Dataset rows:

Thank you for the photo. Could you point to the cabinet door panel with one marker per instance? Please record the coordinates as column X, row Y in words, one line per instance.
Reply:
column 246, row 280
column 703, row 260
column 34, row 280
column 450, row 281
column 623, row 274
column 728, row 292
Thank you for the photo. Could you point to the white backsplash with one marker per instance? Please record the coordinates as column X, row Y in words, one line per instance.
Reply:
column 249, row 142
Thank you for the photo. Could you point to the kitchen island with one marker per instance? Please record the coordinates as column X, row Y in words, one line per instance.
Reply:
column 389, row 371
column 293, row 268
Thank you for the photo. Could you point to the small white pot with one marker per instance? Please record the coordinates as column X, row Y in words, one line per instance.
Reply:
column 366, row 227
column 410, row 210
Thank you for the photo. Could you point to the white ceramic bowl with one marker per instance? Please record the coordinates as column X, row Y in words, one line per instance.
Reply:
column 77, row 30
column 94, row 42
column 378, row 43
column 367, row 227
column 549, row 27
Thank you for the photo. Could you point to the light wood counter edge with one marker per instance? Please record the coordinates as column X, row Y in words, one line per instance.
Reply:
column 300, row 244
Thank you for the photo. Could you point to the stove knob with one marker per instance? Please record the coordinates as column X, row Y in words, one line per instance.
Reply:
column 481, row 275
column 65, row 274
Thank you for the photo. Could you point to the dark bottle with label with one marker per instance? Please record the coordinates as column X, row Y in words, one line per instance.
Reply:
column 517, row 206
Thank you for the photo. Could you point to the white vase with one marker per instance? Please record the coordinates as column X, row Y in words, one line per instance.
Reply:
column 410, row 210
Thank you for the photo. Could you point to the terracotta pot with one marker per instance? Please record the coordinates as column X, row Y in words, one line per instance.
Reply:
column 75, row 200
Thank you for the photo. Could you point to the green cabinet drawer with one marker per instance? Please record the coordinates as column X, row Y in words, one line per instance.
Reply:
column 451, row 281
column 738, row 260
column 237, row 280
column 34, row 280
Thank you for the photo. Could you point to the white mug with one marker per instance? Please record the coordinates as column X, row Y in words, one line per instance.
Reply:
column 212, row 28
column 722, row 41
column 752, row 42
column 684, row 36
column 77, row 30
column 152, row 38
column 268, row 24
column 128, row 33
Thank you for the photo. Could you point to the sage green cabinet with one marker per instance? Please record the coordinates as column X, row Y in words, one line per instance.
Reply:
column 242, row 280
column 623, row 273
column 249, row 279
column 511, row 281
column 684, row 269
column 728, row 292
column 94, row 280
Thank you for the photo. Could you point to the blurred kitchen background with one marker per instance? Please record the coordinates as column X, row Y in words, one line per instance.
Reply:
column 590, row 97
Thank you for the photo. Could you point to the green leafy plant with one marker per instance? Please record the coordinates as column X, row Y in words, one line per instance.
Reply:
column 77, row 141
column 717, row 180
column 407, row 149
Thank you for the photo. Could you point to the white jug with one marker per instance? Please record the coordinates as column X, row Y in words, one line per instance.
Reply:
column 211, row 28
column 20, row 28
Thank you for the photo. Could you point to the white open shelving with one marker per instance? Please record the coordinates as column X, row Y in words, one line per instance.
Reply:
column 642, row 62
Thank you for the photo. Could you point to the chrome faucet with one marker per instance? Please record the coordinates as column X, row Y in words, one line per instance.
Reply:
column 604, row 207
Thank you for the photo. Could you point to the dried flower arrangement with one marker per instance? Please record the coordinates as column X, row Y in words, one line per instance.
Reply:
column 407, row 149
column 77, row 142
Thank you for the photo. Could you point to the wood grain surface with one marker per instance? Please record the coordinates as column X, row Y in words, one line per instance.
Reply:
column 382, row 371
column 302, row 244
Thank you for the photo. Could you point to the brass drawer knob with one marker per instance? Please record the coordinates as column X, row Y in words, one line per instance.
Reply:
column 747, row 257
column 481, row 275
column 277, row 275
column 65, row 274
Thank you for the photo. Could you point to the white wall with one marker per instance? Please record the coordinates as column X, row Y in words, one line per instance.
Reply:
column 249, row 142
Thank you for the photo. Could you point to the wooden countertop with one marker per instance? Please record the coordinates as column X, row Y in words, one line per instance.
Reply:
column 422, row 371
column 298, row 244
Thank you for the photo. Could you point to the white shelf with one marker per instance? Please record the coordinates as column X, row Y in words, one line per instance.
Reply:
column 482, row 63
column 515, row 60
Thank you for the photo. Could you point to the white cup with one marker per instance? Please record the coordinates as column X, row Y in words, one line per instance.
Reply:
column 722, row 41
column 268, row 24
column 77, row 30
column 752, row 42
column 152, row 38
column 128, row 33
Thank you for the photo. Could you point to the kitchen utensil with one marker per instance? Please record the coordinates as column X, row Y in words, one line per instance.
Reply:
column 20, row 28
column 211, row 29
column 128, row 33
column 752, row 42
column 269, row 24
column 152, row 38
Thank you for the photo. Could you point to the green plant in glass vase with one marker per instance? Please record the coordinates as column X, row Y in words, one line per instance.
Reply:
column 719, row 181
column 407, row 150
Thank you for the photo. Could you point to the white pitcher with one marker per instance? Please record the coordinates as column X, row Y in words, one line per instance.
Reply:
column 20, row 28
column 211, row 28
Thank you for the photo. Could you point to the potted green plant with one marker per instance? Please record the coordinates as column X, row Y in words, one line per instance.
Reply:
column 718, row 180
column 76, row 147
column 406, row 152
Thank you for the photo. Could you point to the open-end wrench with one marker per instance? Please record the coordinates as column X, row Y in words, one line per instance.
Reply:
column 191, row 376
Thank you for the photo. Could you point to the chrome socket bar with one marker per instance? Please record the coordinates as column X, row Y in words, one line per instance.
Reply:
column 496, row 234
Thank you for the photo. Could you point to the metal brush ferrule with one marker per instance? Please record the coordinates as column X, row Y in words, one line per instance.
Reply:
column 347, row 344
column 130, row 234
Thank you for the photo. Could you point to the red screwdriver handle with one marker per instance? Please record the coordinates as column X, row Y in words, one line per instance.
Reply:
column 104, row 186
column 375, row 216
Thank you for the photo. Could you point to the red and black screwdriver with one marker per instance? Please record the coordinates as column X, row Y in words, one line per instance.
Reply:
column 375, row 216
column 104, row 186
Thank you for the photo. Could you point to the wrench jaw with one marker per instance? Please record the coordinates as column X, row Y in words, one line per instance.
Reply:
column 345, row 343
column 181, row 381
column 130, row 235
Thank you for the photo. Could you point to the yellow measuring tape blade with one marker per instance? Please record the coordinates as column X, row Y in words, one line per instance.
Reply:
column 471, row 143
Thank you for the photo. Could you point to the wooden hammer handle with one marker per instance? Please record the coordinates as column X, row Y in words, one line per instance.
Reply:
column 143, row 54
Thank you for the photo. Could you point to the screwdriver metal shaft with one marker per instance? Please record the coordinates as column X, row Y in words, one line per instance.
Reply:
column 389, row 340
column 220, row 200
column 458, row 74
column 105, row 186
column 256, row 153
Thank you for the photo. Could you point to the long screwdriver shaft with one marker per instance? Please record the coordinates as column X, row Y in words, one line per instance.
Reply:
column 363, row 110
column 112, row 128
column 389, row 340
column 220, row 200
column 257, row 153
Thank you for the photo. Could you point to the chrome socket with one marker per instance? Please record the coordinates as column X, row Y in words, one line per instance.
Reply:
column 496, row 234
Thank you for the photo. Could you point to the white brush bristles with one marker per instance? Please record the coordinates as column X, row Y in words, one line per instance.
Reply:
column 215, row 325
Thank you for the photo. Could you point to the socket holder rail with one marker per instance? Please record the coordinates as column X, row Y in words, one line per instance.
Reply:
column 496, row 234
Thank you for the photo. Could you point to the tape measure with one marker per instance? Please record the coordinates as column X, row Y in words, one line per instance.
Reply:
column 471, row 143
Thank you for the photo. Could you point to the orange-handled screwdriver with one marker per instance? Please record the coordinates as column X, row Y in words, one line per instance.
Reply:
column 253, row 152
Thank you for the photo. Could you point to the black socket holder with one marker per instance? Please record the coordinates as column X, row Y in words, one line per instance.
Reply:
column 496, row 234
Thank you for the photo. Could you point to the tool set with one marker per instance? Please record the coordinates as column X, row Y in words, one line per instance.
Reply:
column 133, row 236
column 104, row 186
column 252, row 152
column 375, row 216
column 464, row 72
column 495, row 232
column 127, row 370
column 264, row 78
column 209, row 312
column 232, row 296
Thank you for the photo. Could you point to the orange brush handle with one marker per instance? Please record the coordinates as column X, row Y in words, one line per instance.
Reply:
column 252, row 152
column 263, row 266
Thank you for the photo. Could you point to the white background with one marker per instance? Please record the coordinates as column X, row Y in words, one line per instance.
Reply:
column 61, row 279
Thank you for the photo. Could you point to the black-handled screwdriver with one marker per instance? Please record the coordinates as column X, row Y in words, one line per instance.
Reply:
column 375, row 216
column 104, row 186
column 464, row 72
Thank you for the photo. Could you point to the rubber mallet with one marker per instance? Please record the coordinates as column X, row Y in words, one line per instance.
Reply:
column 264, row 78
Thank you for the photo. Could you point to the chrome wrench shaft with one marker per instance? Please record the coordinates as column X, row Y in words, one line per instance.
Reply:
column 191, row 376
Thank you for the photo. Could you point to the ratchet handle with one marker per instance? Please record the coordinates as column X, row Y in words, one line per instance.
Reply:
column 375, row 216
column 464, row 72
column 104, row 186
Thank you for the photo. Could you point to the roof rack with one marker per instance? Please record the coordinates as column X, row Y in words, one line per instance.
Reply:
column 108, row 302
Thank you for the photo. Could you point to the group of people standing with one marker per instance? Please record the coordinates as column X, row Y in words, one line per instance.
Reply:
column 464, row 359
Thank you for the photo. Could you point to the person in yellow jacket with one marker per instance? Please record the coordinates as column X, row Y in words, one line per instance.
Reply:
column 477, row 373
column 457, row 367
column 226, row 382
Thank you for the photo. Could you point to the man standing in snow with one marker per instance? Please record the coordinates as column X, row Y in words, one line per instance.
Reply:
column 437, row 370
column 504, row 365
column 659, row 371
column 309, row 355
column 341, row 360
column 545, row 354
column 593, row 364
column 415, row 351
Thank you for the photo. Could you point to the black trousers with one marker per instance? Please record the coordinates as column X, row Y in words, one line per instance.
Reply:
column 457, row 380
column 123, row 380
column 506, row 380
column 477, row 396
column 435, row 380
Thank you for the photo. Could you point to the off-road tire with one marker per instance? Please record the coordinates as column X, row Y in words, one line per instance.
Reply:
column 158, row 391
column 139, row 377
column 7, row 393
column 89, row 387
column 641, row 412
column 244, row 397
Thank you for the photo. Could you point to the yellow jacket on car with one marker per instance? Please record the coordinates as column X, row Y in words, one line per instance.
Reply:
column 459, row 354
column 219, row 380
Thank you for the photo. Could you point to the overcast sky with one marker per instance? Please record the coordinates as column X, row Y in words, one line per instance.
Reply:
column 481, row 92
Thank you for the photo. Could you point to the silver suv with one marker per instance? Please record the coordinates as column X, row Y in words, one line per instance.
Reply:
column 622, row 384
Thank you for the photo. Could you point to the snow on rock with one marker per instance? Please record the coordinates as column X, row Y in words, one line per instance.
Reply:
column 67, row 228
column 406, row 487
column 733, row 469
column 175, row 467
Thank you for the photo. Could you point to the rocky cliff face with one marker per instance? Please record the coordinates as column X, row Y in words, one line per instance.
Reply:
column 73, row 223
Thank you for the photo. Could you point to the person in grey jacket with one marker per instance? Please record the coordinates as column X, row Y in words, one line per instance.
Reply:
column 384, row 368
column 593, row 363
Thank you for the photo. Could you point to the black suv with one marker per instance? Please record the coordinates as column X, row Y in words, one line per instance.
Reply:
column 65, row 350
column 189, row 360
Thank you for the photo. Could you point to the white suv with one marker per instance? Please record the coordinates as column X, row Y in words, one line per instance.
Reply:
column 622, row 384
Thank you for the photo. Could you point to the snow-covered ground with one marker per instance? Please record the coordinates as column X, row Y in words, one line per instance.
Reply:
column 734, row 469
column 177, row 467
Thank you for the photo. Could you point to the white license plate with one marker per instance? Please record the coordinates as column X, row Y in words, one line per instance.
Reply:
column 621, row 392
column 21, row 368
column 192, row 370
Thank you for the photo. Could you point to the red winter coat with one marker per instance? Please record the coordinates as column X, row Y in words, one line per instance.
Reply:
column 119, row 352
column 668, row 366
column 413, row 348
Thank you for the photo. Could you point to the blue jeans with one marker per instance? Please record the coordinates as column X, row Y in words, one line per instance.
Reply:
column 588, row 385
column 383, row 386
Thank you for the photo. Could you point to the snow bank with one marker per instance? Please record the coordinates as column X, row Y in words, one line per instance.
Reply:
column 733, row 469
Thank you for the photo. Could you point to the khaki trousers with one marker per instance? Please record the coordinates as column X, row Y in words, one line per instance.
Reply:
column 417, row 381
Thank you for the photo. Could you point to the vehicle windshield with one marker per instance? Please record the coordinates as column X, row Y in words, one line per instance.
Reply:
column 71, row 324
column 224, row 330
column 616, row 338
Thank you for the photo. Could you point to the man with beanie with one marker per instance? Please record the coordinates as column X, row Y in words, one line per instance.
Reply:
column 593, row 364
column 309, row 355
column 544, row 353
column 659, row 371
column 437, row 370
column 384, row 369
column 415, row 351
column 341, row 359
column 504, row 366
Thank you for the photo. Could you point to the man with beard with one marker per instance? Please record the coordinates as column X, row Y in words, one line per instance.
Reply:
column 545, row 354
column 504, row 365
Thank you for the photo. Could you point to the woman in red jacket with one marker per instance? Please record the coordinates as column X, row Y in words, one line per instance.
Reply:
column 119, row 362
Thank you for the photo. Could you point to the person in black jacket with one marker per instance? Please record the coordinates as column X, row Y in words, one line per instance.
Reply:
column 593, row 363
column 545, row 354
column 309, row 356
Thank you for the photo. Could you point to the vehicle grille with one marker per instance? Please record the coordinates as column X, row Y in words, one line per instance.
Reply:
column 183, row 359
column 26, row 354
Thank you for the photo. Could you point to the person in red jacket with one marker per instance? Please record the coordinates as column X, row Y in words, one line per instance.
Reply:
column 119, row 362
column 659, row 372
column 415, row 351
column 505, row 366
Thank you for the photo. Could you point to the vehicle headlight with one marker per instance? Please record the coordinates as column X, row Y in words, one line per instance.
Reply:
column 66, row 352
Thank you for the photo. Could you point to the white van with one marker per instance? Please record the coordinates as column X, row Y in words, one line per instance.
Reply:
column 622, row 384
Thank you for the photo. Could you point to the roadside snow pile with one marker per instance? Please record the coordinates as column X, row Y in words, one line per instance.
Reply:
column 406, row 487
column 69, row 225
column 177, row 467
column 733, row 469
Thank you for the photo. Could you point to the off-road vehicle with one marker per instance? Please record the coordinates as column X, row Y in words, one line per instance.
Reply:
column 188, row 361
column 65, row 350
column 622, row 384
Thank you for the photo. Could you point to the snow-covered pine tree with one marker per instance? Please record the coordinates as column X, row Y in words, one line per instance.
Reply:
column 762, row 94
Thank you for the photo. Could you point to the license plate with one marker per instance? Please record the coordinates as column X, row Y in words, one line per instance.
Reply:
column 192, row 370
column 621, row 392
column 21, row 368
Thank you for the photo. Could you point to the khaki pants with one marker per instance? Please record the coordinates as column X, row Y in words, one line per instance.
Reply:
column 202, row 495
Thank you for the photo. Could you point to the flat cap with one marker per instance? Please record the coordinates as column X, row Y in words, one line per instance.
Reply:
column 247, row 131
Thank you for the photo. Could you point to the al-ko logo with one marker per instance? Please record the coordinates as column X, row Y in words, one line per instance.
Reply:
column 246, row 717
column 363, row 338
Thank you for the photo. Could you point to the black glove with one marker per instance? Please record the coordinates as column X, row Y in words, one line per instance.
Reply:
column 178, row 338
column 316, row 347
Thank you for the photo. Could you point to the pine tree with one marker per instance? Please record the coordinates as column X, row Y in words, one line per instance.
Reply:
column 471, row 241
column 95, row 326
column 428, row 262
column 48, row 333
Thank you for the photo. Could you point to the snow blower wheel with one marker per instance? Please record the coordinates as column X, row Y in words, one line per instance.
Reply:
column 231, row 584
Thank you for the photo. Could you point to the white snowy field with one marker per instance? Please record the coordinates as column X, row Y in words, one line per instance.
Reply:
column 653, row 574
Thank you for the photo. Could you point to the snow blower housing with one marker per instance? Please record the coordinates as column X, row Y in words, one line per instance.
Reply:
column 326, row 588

Problem requirements:
Only the lines from the one containing "the khaki pants" to the end of the records should be repeated, exactly as they appear.

Answer to the exercise:
Thank you for the photo. Could you point to the khaki pants with one marker per instance? Please record the coordinates as column X, row Y in words, one line per instance.
Reply:
column 202, row 495
Thank you for the photo. Could you point to the flat cap with one marker per instance? Please record the coordinates as column X, row Y in words, one line per instance.
Reply:
column 247, row 131
Thank you for the photo. Could you point to the al-ko logo with one marker per instance? Please record the coordinates as column X, row Y in words, one line per instance.
Reply:
column 246, row 717
column 363, row 338
Thank you for the photo. Could you point to the black glove with one marker per instance? Please record the coordinates as column X, row Y in words, one line per instance.
Reply:
column 178, row 338
column 316, row 347
Thank you for the photo. Could you point to the pine tree with one marker per instance? Please record the coordinates as column X, row Y in words, one line per instance.
Reply:
column 471, row 241
column 95, row 326
column 428, row 262
column 48, row 333
Thank you for the photo. Could you point to the snow blower wheel with one marker per instance? Please record the coordinates as column X, row Y in words, one line per instance.
Reply:
column 231, row 584
Thank you for the photo. Could you point to the white snowy field with one marker per instance? Please record the coordinates as column X, row Y in words, one line per instance.
Reply:
column 653, row 574
Thank you for the photo. Could you point to the snow blower housing with one marker per instance? Please record the coordinates as column X, row Y in words, one line per instance.
Reply:
column 326, row 588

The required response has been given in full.